## Description of the task
Without including any pictures, write out the listing below exactly.

## Records supplied
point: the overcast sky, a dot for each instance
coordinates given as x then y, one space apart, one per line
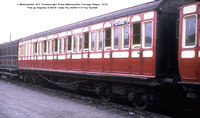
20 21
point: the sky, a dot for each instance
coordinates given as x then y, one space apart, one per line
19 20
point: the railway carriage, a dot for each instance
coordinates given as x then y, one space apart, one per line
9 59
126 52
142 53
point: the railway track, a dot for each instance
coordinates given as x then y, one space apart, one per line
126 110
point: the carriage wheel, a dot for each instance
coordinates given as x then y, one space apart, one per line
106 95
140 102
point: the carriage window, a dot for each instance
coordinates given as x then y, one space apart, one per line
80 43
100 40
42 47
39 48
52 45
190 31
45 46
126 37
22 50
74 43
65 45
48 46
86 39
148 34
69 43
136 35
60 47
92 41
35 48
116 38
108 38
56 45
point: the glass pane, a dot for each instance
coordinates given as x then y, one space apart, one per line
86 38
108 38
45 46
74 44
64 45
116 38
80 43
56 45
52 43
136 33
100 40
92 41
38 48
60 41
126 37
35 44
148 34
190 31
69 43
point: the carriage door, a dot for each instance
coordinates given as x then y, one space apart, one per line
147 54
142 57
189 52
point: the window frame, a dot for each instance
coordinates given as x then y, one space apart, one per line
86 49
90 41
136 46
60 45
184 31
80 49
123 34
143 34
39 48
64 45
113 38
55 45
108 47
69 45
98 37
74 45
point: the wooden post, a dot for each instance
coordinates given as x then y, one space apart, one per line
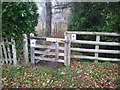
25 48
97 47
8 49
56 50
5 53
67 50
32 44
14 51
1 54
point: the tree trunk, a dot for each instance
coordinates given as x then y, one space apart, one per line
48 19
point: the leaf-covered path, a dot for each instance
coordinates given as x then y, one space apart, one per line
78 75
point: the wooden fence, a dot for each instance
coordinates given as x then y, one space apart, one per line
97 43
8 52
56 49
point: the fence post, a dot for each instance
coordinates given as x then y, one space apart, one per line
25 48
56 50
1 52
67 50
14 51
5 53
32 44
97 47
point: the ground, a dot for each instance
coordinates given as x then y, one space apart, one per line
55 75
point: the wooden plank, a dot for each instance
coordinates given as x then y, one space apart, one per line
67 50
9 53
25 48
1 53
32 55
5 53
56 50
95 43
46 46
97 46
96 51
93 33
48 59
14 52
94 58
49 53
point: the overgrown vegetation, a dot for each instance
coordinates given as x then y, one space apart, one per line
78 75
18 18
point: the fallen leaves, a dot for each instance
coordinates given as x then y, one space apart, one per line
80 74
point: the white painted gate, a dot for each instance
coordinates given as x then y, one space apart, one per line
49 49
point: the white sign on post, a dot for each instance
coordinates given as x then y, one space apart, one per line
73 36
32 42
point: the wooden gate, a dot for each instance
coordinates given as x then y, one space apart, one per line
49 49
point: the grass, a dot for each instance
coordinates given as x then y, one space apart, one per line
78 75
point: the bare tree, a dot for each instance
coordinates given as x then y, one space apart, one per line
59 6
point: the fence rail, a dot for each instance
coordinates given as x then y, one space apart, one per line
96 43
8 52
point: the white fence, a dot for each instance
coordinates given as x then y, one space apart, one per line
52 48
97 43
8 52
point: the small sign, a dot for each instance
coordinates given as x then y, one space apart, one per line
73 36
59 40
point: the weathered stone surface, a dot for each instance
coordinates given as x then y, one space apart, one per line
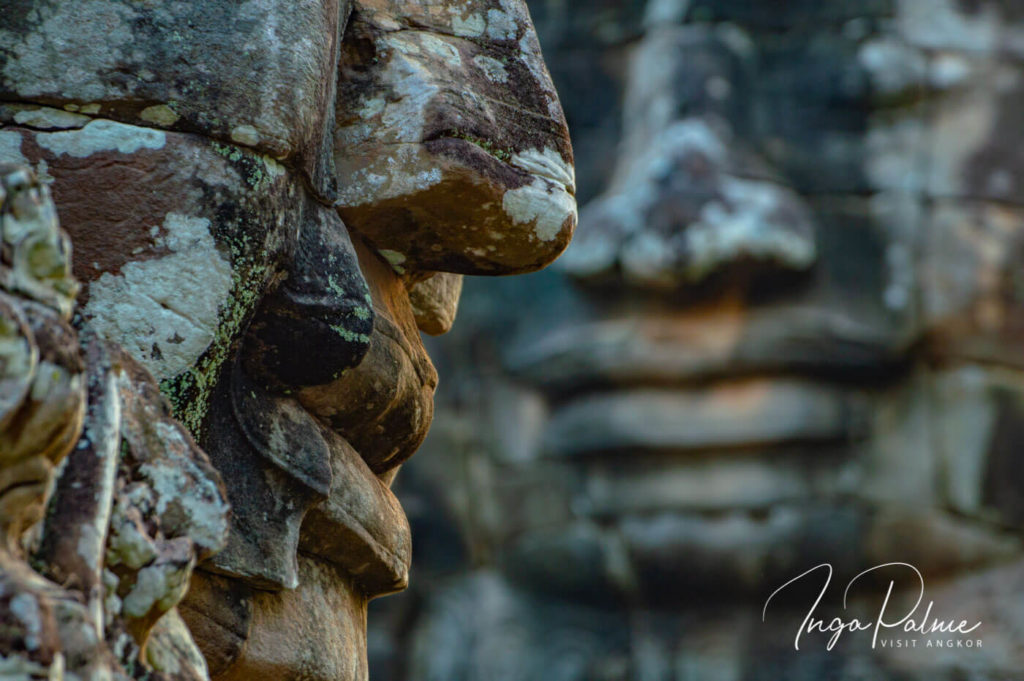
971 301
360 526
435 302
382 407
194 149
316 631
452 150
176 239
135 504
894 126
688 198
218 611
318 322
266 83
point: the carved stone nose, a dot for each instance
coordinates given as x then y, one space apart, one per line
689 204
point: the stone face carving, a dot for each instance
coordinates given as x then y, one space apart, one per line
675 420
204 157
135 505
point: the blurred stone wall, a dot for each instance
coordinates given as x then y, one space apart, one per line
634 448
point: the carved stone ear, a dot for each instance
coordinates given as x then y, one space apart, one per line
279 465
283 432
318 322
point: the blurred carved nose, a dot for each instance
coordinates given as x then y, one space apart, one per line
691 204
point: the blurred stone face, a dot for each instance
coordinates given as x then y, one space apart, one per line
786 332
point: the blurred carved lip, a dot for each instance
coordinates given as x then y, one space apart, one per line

## Written response
point: the overcast sky, a dot for each instance
coordinates given as x then y, one space apart, one per line
20 21
point: the sky, a dot for each instance
coordinates given as x then y, one space apart, one per line
19 20
point: the railway carriage, a dot for each instance
coordinates given as x then y, one space apart, one per line
9 59
126 52
142 53
point: the railway track, a dot for each instance
coordinates given as x then y, one space apart, one per line
126 110
point: the carriage wheel, a dot for each instance
coordinates given as x then y, one space apart, one per line
106 95
140 102
point: the carriage window, a dot for each instance
coordinates given as x then y, one space apart, one per line
80 43
100 40
42 47
39 48
52 45
190 31
45 46
126 37
22 50
74 43
65 45
48 46
86 39
148 34
69 43
136 35
60 47
92 41
35 48
116 38
108 38
56 45
point: the glass pane, a dot for each instance
coordinates given as x then y, one space apart, one per line
86 38
108 38
45 46
74 44
64 45
116 38
80 43
56 45
52 43
136 33
100 40
92 41
38 48
60 41
126 37
35 44
148 34
190 31
69 43
point: the carriage door, a dot for each instance
coordinates given as x then y, one space apart, one per line
147 54
142 57
189 52
point: the window frame, a dot for each instance
coordinates given as x then y, one space apart, one per line
86 49
90 41
136 46
60 45
184 31
80 49
123 34
143 34
39 48
64 45
113 38
55 45
108 47
69 45
98 37
74 45
point: the wooden post, a dot for each instance
coordinates given as x then y, one space apart, one per line
25 48
97 47
8 49
56 50
5 53
67 50
32 44
14 51
1 54
point: the tree trunk, a dot for each instance
coordinates given as x then y, one space apart, one per line
48 19
point: the leaf-covered path, a dot for each instance
coordinates given as x then y, one space apart, one per line
78 75
point: the wooden fence, a dot for each instance
coordinates given as x then y, one space apart, one per line
97 43
8 52
56 49
point: the fence post, a dot for each instance
coordinates given as x then y, one space apart, one per line
25 48
56 50
1 52
67 50
14 51
5 53
32 44
97 47
point: the ground, a dot for each instance
coordinates given as x then y, one space apart, one per line
55 75
point: the wooden plank, a dot for each instance
coordinates given as x then y, one space apart, one per line
67 50
9 53
25 48
1 53
32 55
5 53
56 50
95 43
46 46
97 46
96 51
93 33
48 59
14 52
94 58
49 53
point: the overgrown vegetation, a dot for each instance
coordinates given as x then y, one space apart, one per line
78 75
18 18
point: the fallen leaves, a dot for each instance
coordinates given as x then y, one space apart, one per line
80 74
point: the white painted gate, a dot for each instance
coordinates given as x then y, one space apart, one per line
49 49
point: the white sign on post, a dot for each instance
coordinates given as x then y, one space apart, one per line
73 36
32 42
point: the wooden gate, a dot for each instance
coordinates given as x then y, one space apart, one per line
49 49
point: the grass, a dot for each instance
coordinates given as x then y, one space apart, one per line
78 75
point: the bare tree, a dot for each instance
coordinates given as x then y, one space apart, one per line
59 6
point: the fence rail, a dot for each instance
coordinates given as x then y, one space apart, one per line
96 43
8 52
point: the white fence, a dot for each instance
coordinates given as x then y, one space apart, one per line
52 48
97 43
8 52
point: the small sign, a dot for each instance
coordinates given as x then y, one space apart, one per line
73 36
59 40
point: the weathered stone surface, a dot for each instance
coordinates given as x then y, one space apart, one per line
971 301
360 526
435 302
382 407
194 149
316 631
452 150
176 239
135 504
894 126
688 198
218 611
318 322
266 83
point: the carved stone nose, a dot for each instance
coordinates given as x then y, one space apart, one per line
689 204
point: the stone face carving, a dot for each instance
coordinates given as x then y, one space apart, one per line
675 420
204 157
135 505
point: the blurred stone wall, a dot for each instance
coordinates given as x then y, one space apart, one per line
634 448
point: the carved stone ear, a dot for each instance
coordinates given as x then y, one space apart, one per line
279 465
283 432
318 322
point: the blurred carved nose, a dot for each instance
coordinates given as x then y, one space apart, one per line
691 204
point: the blurred stone face, a dot for each instance
coordinates given as x then y, one space apart, one per line
786 332
point: the blurred carved lip, a dot for each instance
coordinates given as x then y, one space apart, one per line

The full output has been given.